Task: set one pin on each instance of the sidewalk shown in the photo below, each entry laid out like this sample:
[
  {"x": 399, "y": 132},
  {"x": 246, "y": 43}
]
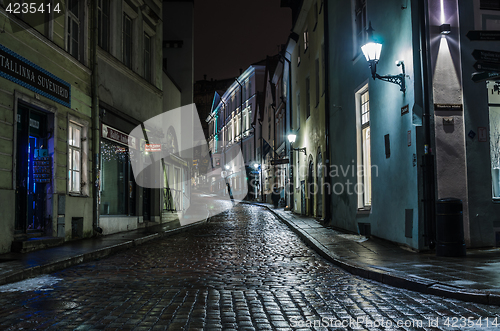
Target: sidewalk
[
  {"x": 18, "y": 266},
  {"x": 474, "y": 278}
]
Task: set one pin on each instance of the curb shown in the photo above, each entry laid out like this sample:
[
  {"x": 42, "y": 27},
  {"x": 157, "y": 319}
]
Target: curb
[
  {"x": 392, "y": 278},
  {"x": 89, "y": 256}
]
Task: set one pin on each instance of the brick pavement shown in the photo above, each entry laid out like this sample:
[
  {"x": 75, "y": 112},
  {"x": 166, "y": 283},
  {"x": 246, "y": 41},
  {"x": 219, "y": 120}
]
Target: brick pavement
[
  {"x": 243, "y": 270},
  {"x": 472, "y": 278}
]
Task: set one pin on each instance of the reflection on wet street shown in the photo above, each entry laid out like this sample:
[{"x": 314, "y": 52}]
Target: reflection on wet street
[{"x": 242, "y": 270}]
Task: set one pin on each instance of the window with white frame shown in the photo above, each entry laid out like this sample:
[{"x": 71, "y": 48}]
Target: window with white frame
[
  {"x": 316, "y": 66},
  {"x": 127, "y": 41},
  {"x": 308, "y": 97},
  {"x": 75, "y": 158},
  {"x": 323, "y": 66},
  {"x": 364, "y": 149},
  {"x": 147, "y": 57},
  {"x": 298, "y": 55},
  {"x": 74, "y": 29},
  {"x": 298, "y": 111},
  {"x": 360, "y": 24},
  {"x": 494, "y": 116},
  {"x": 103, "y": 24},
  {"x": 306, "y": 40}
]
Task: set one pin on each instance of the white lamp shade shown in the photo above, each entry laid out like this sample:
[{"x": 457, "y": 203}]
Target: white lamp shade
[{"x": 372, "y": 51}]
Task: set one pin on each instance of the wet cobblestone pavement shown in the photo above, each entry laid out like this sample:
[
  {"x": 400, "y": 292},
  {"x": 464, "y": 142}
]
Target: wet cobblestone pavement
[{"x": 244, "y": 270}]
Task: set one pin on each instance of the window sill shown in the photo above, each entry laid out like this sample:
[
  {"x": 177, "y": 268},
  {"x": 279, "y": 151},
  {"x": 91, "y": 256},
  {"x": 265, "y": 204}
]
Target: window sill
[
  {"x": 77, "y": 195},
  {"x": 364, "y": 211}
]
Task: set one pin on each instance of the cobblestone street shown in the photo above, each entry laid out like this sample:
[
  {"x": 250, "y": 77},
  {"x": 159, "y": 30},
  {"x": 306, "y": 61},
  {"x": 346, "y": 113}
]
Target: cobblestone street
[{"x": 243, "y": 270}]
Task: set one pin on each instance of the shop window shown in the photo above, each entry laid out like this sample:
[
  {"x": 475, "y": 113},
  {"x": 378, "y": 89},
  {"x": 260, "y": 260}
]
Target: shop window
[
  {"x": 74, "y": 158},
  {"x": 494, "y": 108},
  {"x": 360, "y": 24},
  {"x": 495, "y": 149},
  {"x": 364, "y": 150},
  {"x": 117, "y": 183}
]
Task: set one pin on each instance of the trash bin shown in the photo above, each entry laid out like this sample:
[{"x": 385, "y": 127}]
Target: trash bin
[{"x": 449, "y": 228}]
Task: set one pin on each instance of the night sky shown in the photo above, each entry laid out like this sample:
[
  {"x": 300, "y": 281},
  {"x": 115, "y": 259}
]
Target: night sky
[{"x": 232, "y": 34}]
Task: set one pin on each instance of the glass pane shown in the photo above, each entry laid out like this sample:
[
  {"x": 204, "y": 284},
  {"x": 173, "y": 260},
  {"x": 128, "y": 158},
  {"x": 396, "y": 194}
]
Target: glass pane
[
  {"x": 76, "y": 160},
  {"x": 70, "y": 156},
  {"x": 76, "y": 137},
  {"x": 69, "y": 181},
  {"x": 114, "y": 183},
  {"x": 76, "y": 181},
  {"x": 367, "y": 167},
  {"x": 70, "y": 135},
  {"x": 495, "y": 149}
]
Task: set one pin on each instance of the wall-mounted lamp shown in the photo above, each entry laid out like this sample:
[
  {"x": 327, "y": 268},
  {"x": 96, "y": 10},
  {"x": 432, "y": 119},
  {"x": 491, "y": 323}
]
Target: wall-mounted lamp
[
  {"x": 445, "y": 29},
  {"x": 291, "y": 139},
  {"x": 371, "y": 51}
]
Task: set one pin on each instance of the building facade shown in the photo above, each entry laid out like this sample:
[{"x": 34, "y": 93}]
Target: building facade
────
Directive
Write out again everything from the line containing "Task: set one pin on each instance of the glass" down to the end of the rows, both included, with the requests. Multiply every answer coordinate by 2.3 and round to whole numbers (halves up), leaving the numbers in the requests and their format samples unchanged.

Response below
Task: set one pin on each instance of the glass pane shown in the photo above, each entry laid out like this sample:
[
  {"x": 204, "y": 284},
  {"x": 173, "y": 260},
  {"x": 128, "y": 158},
  {"x": 396, "y": 194}
]
Target: glass pane
[
  {"x": 175, "y": 368},
  {"x": 161, "y": 359},
  {"x": 175, "y": 315},
  {"x": 159, "y": 416},
  {"x": 262, "y": 421},
  {"x": 175, "y": 416},
  {"x": 844, "y": 384},
  {"x": 161, "y": 311},
  {"x": 1139, "y": 343}
]
Task: set one pin on each instance of the wall-mounted lamp shown in the photo above, each entry laid out like this sample:
[
  {"x": 327, "y": 268},
  {"x": 96, "y": 10},
  {"x": 432, "y": 119},
  {"x": 491, "y": 323}
]
Target: wall-mounted lamp
[
  {"x": 1024, "y": 67},
  {"x": 669, "y": 320},
  {"x": 853, "y": 117}
]
Task: set one pin on each instance of the building facade shown in the photo above, each entry laid out like this sample:
[{"x": 34, "y": 93}]
Target: building facade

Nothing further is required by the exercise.